### SOURCE TEXT:
---------------
Well, the guy only had $120 with him, so we went by Kroger after the game and got the rest. I'm glad those high school basketball days of Greg's and his pop-a-shot "practice" paid off — literally.

Saturday, February 18, 2006

this is when snow is good...

What a great, lazy winter day! After nearly 11 hours of sleep, I woke up and made some cinnamon toast (a childhood favorite) and then scrapbooked some. We watched an episode of "Grey's Anatomy" and then the UK game. While we watched the Wildcats struggle in the first half, we ate chili, the perfect winter food. The Wildcats came back and I ended up napping for about an hour and a half. I just showered (yes, it's approaching dinner time...) and we're going to eat with some friends and then go to the Murray State game. I think we're going to finish the night with some card games. Really, the day has included and will include some of my favorite things. Oh, and the snow is pretty. I'm just thankful I haven't had to go out yet.

Friday, February 17, 2006

A growing addiction

So I'm four episodes into the nine-episode first season of "Grey's Anatomy." Here are a couple of my favorite lines from the one I watched last night:

"Just because you hear hoof beats, don't assume zebras."
--Derek to Meredith

"Sometimes doing everything is worse than doing nothing."
--Meredith

Among the things I love about the show -- and this has absolutely nothing to do with those quotes -- is how so many random details are intertwined throughout the show. I mean, the episodes' titles usually have to do with songs or movies or something along those pop culture lines. The title is a obviously based on Meredith's last name, but it's also the name of an anatomy textbook. Plus, great songs are always included in the show.
---------------
### SOURCE DATA:
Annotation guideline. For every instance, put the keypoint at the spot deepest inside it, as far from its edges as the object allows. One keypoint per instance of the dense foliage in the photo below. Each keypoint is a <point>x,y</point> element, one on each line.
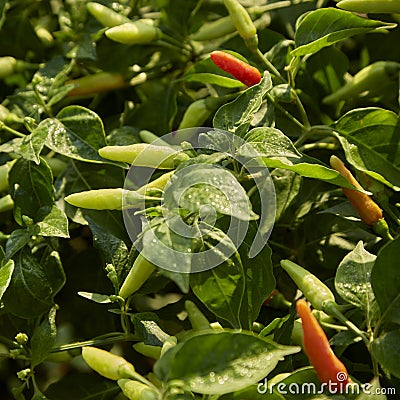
---------------
### YOUR TASKS:
1) From the blog entries, quote the passage that begins at the words "Friday, February 17, 2006" and stops after "in the show.".
2) Answer these questions about the blog entries:
(a) How much money did the guy have with him?
(b) What did the writer eat while the Wildcats struggled in the first half?
(c) How many episodes are in the first season of "Grey's Anatomy"?
3) Carry on the blog entries from the point where they stop.

### ANSWERS:
1)
Friday, February 17, 2006

A growing addiction

So I'm four episodes into the nine-episode first season of "Grey's Anatomy." Here are a couple of my favorite lines from the one I watched last night:

"Just because you hear hoof beats, don't assume zebras."
--Derek to Meredith

"Sometimes doing everything is worse than doing nothing."
--Meredith

Among the things I love about the show -- and this has absolutely nothing to do with those quotes -- is how so many random details are intertwined throughout the show. I mean, the episodes' titles usually have to do with songs or movies or something along those pop culture lines. The title is a obviously based on Meredith's last name, but it's also the name of an anatomy textbook. Plus, great songs are always included in the show.

2)
(a) $120
(b) Chili
(c) Nine

3)
OK, OK, I admit, I didn't watch the show last season. I heard about it. But I thought it would be like "ER." Boy, was that a misconception. I wish someone would have emphasized how great it was. But that's OK, I'm catching up. No, I'm not a bandwagon fan now. I just didn't watch it until October when I was in Seattle with my mom. Personally, I just think it was meant to be that way. How fun is it to introduce a new show to my world while I'm actually in the city in which the show takes place?!

And now that I have the first season on DVD, I'm set.

Getting it together this morning ...

Sometime while I was curled up in our new 300-thread-count Egyptian-cotton sheets, the temperature outside dropped from in the 60s to not quite 30. Trust me, I didn't want to get out from beneath the sheets, especially knowing there was no heat on in our house and the hardwood floor would be really cold on my bare feet.

I survived, though.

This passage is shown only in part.